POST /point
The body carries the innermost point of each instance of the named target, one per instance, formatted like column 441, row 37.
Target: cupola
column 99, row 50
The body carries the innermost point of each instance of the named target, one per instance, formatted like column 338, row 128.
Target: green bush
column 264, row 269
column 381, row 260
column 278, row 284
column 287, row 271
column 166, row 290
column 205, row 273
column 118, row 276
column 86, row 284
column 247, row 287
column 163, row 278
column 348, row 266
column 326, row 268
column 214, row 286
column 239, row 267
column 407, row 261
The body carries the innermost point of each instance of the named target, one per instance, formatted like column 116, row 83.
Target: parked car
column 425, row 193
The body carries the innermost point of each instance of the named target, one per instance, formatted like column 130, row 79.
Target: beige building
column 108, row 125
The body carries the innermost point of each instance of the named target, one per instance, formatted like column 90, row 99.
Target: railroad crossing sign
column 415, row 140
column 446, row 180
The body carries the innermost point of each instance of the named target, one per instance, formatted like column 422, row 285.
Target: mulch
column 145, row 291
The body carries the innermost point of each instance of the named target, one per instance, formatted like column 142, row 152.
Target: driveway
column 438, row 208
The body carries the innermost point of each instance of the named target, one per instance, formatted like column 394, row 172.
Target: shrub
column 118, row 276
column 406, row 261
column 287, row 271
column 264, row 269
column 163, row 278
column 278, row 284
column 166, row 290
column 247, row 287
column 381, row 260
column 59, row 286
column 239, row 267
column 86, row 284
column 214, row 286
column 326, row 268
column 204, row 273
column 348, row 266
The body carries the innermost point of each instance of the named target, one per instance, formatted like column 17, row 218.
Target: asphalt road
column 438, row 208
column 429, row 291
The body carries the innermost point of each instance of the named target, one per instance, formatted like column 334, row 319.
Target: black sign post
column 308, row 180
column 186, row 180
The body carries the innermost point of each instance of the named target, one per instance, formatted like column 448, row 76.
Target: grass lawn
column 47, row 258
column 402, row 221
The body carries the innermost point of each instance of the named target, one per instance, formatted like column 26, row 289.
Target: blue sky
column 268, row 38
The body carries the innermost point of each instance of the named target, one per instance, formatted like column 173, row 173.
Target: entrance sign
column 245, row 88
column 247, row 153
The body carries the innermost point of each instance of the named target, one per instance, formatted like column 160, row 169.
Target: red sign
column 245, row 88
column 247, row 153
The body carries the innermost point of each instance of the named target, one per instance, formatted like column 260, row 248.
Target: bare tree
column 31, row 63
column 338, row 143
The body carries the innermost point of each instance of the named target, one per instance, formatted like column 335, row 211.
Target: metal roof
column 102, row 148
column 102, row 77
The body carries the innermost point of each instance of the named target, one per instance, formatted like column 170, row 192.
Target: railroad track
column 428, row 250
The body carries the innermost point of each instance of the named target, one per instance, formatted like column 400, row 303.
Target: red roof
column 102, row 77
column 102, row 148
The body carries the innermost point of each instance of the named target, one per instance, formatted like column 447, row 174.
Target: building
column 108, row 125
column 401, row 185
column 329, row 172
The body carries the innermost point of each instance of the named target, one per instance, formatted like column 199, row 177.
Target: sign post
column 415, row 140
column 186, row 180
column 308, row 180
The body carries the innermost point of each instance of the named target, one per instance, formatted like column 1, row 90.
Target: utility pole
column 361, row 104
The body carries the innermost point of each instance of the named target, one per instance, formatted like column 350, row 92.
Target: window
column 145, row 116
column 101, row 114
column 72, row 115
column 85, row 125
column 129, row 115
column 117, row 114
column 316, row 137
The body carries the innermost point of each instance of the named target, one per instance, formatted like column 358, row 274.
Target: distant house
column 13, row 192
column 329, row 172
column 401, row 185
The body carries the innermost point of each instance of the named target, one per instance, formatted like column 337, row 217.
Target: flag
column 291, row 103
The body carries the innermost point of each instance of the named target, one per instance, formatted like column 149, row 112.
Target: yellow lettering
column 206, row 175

------------------------------

● **Your instructions**:
Please put every line of the data above into a JSON list of strings, one string per line, leaving out any blank lines.

● **Written answer**:
[
  "POST /point",
  "The body carries the innermost point of each instance of the named target, one per instance, formatted like column 441, row 37.",
  "Target: cupola",
  "column 99, row 50",
  "The body carries the innermost point of each instance of the named target, one per instance, formatted like column 338, row 128.",
  "Target: green bush",
  "column 264, row 269",
  "column 381, row 260",
  "column 278, row 284",
  "column 287, row 271",
  "column 166, row 290",
  "column 205, row 273",
  "column 118, row 276",
  "column 86, row 284",
  "column 247, row 287",
  "column 163, row 278",
  "column 348, row 266",
  "column 326, row 268",
  "column 214, row 286",
  "column 239, row 267",
  "column 407, row 261",
  "The body carries the innermost point of each instance of the named target, one per instance, formatted like column 116, row 83.",
  "Target: parked car",
  "column 425, row 193",
  "The body carries the innermost point of each instance of the named target, one per instance, formatted like column 130, row 79.",
  "Target: beige building",
  "column 108, row 125",
  "The body carries the innermost point of each instance of the named target, one per instance, formatted like column 90, row 99.",
  "Target: railroad crossing sign",
  "column 415, row 140",
  "column 446, row 180",
  "The body carries the innermost point of each instance of the named target, one per instance, formatted like column 422, row 285.",
  "Target: mulch",
  "column 145, row 291",
  "The body carries the innermost point of each instance of the named target, one per instance, formatted like column 142, row 152.",
  "Target: driveway",
  "column 438, row 208",
  "The body carries the innermost point of each instance of the named target, one per instance, formatted like column 394, row 172.",
  "Target: shrub",
  "column 118, row 276",
  "column 406, row 261",
  "column 287, row 271",
  "column 264, row 269",
  "column 163, row 278",
  "column 278, row 284",
  "column 166, row 290",
  "column 247, row 287",
  "column 381, row 260",
  "column 59, row 286",
  "column 239, row 267",
  "column 86, row 284",
  "column 214, row 286",
  "column 326, row 268",
  "column 204, row 273",
  "column 348, row 266",
  "The body carries the innermost point of each instance of the named target, one per instance, formatted like column 17, row 218.",
  "Target: asphalt road",
  "column 438, row 208",
  "column 429, row 291",
  "The body carries the innermost point of each instance of the named target, one per instance, formatted like column 334, row 319.",
  "Target: black sign post",
  "column 308, row 180",
  "column 186, row 180",
  "The body carries the innermost point of each instance of the named target, one per instance, formatted like column 448, row 76.",
  "Target: grass lawn",
  "column 47, row 258",
  "column 402, row 221",
  "The body carries the innermost point of each instance of the named target, one per instance, formatted like column 26, row 289.",
  "Target: blue sky",
  "column 268, row 38",
  "The body carries the innermost point of each instance of the named target, one per instance, formatted like column 173, row 173.",
  "Target: entrance sign",
  "column 245, row 88",
  "column 247, row 153",
  "The body carries the innermost point of each instance of the named target, one per instance, formatted like column 160, row 169.",
  "Target: red sign",
  "column 245, row 88",
  "column 247, row 153",
  "The body carries the innermost point of each instance of the named target, one per instance, formatted like column 260, row 248.",
  "Target: bare tree",
  "column 31, row 63",
  "column 338, row 143",
  "The body carries the innermost point of each instance of the named target, one per instance, formatted like column 335, row 211.",
  "Target: metal roof",
  "column 102, row 148",
  "column 102, row 77",
  "The body carries the innermost point of each instance of the named target, one per instance, formatted like column 170, row 192.",
  "Target: railroad track",
  "column 428, row 250",
  "The body carries the innermost point of each instance of the named target, one per instance, formatted like column 400, row 303.",
  "Target: red roof",
  "column 102, row 77",
  "column 102, row 148",
  "The body carries the innermost point of each instance of the named target, one per instance, formatted like column 447, row 174.",
  "Target: building",
  "column 108, row 125",
  "column 401, row 185",
  "column 329, row 172",
  "The body carries the innermost point of each instance of the named target, one per instance, formatted like column 199, row 177.",
  "Target: sign post",
  "column 415, row 140",
  "column 186, row 180",
  "column 308, row 180",
  "The body carries the innermost point of each instance of the named target, one per instance, formatted like column 1, row 90.",
  "Target: utility pole",
  "column 361, row 104",
  "The body carries the innermost point of each instance of the named target, one per instance, formatted like column 350, row 92.",
  "Target: window",
  "column 145, row 116",
  "column 101, row 114",
  "column 72, row 115",
  "column 85, row 125",
  "column 129, row 115",
  "column 117, row 114",
  "column 316, row 137",
  "The body carries the innermost point of each instance of the named target, one per instance, formatted like column 358, row 274.",
  "Target: distant house",
  "column 13, row 192",
  "column 329, row 172",
  "column 401, row 185",
  "The body carries the innermost point of each instance of the named target, one per instance, formatted like column 337, row 217.",
  "Target: flag",
  "column 291, row 103",
  "The body carries the innermost point of each instance of the named target, one per instance, formatted like column 149, row 112.",
  "Target: yellow lettering",
  "column 206, row 175"
]